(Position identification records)
· · · · · · ·
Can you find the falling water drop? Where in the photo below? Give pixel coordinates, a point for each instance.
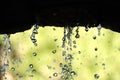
(77, 33)
(64, 37)
(34, 54)
(54, 51)
(13, 69)
(99, 28)
(61, 65)
(96, 76)
(31, 65)
(87, 28)
(73, 73)
(94, 37)
(55, 74)
(35, 31)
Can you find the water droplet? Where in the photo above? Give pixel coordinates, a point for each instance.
(54, 51)
(36, 26)
(94, 37)
(54, 29)
(13, 69)
(33, 71)
(64, 70)
(63, 53)
(69, 57)
(55, 74)
(103, 64)
(55, 40)
(96, 76)
(79, 52)
(31, 65)
(31, 75)
(74, 46)
(73, 73)
(63, 77)
(34, 54)
(87, 28)
(77, 36)
(50, 77)
(35, 31)
(96, 49)
(61, 65)
(74, 42)
(99, 28)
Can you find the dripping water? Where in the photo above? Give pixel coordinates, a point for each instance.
(64, 37)
(34, 32)
(77, 33)
(6, 51)
(99, 29)
(67, 54)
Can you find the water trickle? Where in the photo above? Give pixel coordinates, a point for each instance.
(79, 52)
(99, 29)
(96, 49)
(61, 65)
(34, 54)
(64, 37)
(55, 74)
(74, 42)
(87, 28)
(6, 51)
(77, 33)
(67, 53)
(94, 37)
(54, 51)
(34, 32)
(31, 65)
(96, 76)
(13, 69)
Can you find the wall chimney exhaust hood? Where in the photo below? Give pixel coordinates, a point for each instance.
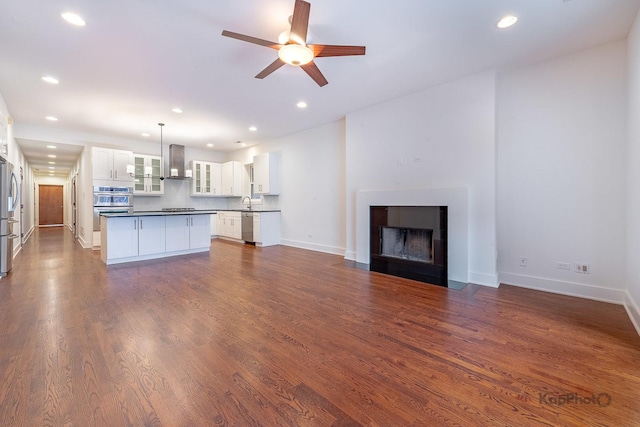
(176, 163)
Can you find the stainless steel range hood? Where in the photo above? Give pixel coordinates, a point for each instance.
(176, 163)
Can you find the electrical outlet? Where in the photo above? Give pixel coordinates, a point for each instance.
(582, 267)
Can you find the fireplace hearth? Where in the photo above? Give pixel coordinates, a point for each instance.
(410, 242)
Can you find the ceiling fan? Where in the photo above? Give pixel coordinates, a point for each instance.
(296, 51)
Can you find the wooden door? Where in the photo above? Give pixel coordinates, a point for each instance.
(50, 205)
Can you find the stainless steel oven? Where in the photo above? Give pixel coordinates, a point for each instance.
(111, 200)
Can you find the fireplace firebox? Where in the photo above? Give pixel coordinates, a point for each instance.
(410, 242)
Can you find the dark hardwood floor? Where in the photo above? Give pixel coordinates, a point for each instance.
(281, 336)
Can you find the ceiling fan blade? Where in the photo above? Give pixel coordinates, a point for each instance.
(300, 22)
(314, 72)
(270, 69)
(250, 39)
(320, 50)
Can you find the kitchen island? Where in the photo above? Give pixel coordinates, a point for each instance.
(144, 235)
(149, 235)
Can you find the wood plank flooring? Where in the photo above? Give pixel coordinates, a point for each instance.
(280, 336)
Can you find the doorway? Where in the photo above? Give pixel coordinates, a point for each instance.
(50, 201)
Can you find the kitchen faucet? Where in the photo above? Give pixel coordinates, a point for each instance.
(247, 197)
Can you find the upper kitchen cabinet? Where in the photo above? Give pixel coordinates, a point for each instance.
(148, 172)
(232, 179)
(266, 174)
(110, 166)
(207, 179)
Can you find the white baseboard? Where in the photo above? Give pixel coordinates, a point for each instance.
(490, 280)
(313, 247)
(598, 293)
(85, 244)
(633, 310)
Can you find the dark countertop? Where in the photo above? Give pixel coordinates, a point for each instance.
(196, 212)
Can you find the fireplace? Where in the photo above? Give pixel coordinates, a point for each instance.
(409, 242)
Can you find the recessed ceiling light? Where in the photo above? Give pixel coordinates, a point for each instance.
(507, 21)
(50, 79)
(73, 18)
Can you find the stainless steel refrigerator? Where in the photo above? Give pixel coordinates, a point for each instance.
(9, 192)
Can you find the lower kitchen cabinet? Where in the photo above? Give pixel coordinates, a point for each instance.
(187, 232)
(230, 225)
(136, 238)
(177, 233)
(151, 235)
(266, 226)
(199, 232)
(121, 239)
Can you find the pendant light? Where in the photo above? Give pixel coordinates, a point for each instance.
(161, 155)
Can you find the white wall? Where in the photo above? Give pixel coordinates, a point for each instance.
(312, 194)
(443, 137)
(633, 178)
(561, 173)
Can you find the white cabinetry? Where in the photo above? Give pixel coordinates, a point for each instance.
(147, 184)
(110, 166)
(266, 228)
(136, 238)
(121, 240)
(214, 225)
(230, 225)
(199, 232)
(266, 174)
(151, 235)
(187, 232)
(207, 178)
(232, 179)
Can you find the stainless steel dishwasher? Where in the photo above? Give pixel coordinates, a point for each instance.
(247, 227)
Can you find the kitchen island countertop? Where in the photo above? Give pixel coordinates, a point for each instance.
(195, 212)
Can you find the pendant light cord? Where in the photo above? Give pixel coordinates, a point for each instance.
(161, 155)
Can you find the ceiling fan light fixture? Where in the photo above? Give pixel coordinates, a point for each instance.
(295, 54)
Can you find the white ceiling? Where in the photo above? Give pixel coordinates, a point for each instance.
(135, 60)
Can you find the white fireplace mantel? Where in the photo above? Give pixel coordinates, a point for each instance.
(456, 199)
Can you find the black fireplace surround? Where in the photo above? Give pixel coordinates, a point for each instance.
(409, 242)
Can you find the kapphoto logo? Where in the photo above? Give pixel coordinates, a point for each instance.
(602, 399)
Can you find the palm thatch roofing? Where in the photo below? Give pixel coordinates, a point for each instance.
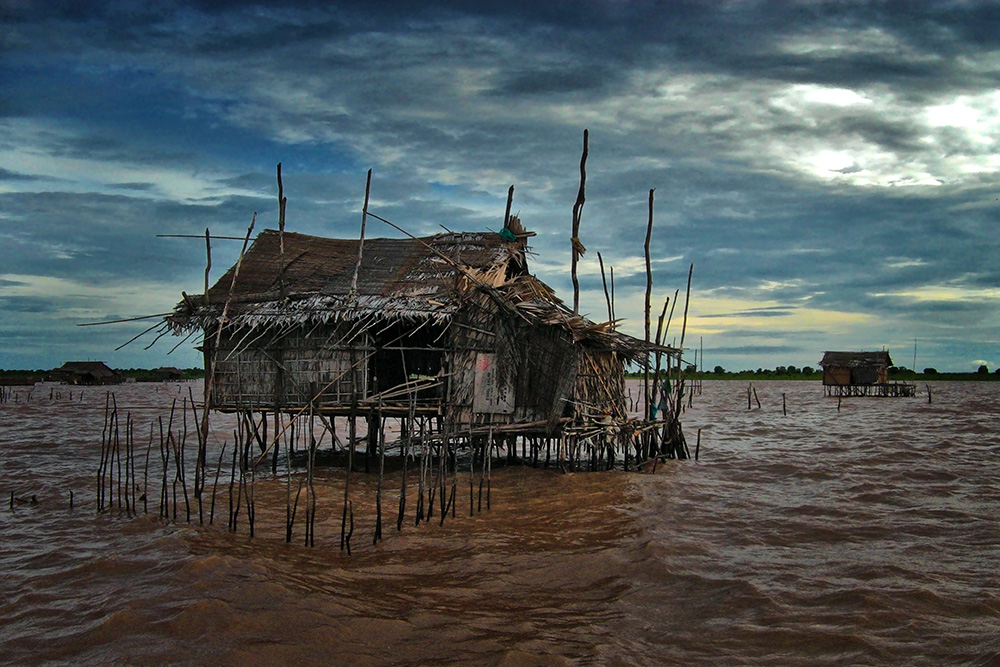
(287, 279)
(878, 359)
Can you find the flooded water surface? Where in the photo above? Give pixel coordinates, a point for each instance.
(863, 533)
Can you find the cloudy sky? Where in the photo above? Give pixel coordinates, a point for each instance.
(830, 168)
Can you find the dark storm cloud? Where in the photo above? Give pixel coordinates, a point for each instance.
(783, 140)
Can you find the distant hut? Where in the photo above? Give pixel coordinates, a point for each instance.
(450, 327)
(860, 374)
(167, 374)
(87, 373)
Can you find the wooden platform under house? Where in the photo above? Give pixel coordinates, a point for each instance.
(850, 374)
(447, 335)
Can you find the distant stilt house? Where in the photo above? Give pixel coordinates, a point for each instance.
(450, 328)
(167, 374)
(861, 374)
(87, 373)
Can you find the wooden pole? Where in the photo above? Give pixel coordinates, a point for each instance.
(510, 200)
(361, 243)
(649, 289)
(578, 248)
(607, 295)
(282, 200)
(208, 260)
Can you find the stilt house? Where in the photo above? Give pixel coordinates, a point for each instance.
(859, 374)
(87, 372)
(450, 325)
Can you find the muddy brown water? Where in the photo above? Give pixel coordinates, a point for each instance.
(866, 535)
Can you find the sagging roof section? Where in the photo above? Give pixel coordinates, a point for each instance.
(409, 280)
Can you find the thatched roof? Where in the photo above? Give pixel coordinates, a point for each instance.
(409, 279)
(879, 359)
(96, 369)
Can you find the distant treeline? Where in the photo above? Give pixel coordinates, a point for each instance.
(896, 374)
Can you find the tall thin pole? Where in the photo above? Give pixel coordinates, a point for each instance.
(282, 200)
(649, 289)
(578, 248)
(361, 244)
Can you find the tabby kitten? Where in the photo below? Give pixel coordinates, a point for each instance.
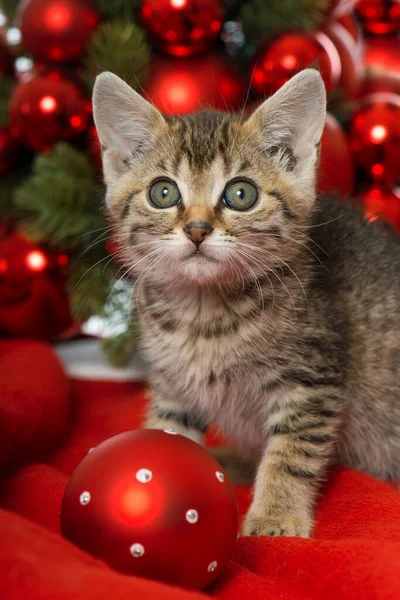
(264, 311)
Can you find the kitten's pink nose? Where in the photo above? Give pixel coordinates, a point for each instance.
(197, 231)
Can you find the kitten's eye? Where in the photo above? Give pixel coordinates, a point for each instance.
(240, 195)
(164, 194)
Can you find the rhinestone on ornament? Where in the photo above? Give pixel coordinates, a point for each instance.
(144, 475)
(192, 516)
(84, 498)
(212, 566)
(170, 431)
(137, 550)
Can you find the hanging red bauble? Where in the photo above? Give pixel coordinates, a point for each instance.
(57, 30)
(382, 203)
(375, 137)
(33, 301)
(49, 107)
(352, 65)
(182, 27)
(6, 60)
(10, 150)
(336, 170)
(154, 504)
(382, 55)
(181, 86)
(350, 23)
(379, 17)
(290, 53)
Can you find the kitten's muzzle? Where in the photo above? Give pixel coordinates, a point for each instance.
(197, 231)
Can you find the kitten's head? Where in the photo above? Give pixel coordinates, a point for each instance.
(210, 198)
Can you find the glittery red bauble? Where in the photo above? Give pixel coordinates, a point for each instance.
(379, 17)
(290, 53)
(57, 30)
(153, 504)
(33, 301)
(382, 55)
(336, 170)
(49, 107)
(375, 137)
(181, 86)
(382, 203)
(10, 150)
(351, 60)
(182, 27)
(6, 60)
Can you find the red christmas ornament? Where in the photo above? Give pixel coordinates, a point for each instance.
(336, 168)
(375, 138)
(182, 27)
(352, 65)
(6, 60)
(379, 17)
(57, 30)
(382, 203)
(382, 55)
(49, 107)
(290, 53)
(182, 86)
(33, 301)
(10, 150)
(154, 504)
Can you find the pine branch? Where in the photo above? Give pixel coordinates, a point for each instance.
(263, 19)
(61, 201)
(120, 47)
(119, 9)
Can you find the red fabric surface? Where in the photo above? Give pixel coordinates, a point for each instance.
(354, 554)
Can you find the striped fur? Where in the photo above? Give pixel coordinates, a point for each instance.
(285, 331)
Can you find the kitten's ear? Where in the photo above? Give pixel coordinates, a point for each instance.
(292, 120)
(124, 122)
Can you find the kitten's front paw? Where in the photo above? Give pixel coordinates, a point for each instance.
(286, 525)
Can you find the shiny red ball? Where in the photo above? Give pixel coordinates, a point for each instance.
(33, 299)
(290, 53)
(379, 17)
(57, 31)
(182, 27)
(10, 150)
(49, 107)
(375, 138)
(382, 203)
(153, 504)
(351, 59)
(336, 167)
(185, 85)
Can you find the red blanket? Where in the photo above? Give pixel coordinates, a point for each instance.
(47, 427)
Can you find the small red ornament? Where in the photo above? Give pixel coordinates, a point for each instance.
(375, 138)
(57, 31)
(154, 504)
(6, 60)
(10, 150)
(382, 203)
(379, 17)
(182, 27)
(49, 107)
(33, 301)
(290, 53)
(352, 65)
(336, 167)
(382, 55)
(181, 86)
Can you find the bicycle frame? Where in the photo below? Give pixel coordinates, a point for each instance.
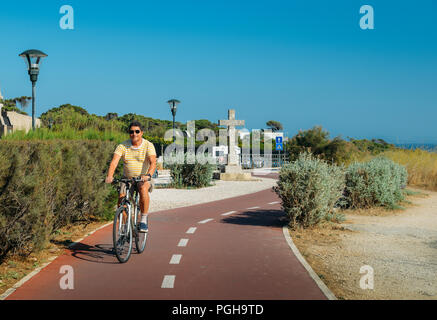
(127, 201)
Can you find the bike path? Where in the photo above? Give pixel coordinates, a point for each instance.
(242, 255)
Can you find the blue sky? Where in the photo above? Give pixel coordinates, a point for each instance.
(303, 63)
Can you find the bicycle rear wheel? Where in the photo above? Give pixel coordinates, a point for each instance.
(141, 237)
(122, 235)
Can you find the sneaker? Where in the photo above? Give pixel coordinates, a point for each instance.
(143, 227)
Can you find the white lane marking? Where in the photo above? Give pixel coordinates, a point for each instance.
(191, 230)
(168, 282)
(328, 293)
(274, 202)
(175, 259)
(183, 243)
(205, 221)
(228, 213)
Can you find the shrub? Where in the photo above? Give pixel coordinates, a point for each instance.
(421, 166)
(317, 142)
(378, 182)
(196, 175)
(309, 189)
(45, 185)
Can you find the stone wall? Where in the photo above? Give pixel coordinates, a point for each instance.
(18, 122)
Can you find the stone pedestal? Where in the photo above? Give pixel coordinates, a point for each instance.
(233, 171)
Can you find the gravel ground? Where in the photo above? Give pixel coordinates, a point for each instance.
(401, 248)
(163, 199)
· · · · · · ·
STATED TASK:
Set down, word for word, only the lines running from the line with "Can you find the white lane" to the last line of the listing above. Both of those lines belong in your answer.

SOLUTION TO THE EXERCISE:
Can you find the white lane marking? Where in the photo above? Give pixel coordinates, a point for each instance.
(191, 230)
(168, 282)
(328, 293)
(274, 202)
(175, 259)
(183, 243)
(205, 221)
(228, 213)
Can you find the shrub? Where in the photo above? Give pixel coordinates, a point for each instance.
(421, 166)
(317, 142)
(378, 182)
(196, 175)
(309, 189)
(45, 185)
Can you find the stone wall? Where in the photo above? Give pixel coordinates, a point for each instance.
(18, 122)
Can you find the stone pedestal? Where in the photo above? Give pixel coordinates, a point for each instance.
(233, 171)
Can you find the gravel ground? Where in the photo above? Give pixel coordinates, a point for each instance.
(401, 248)
(163, 199)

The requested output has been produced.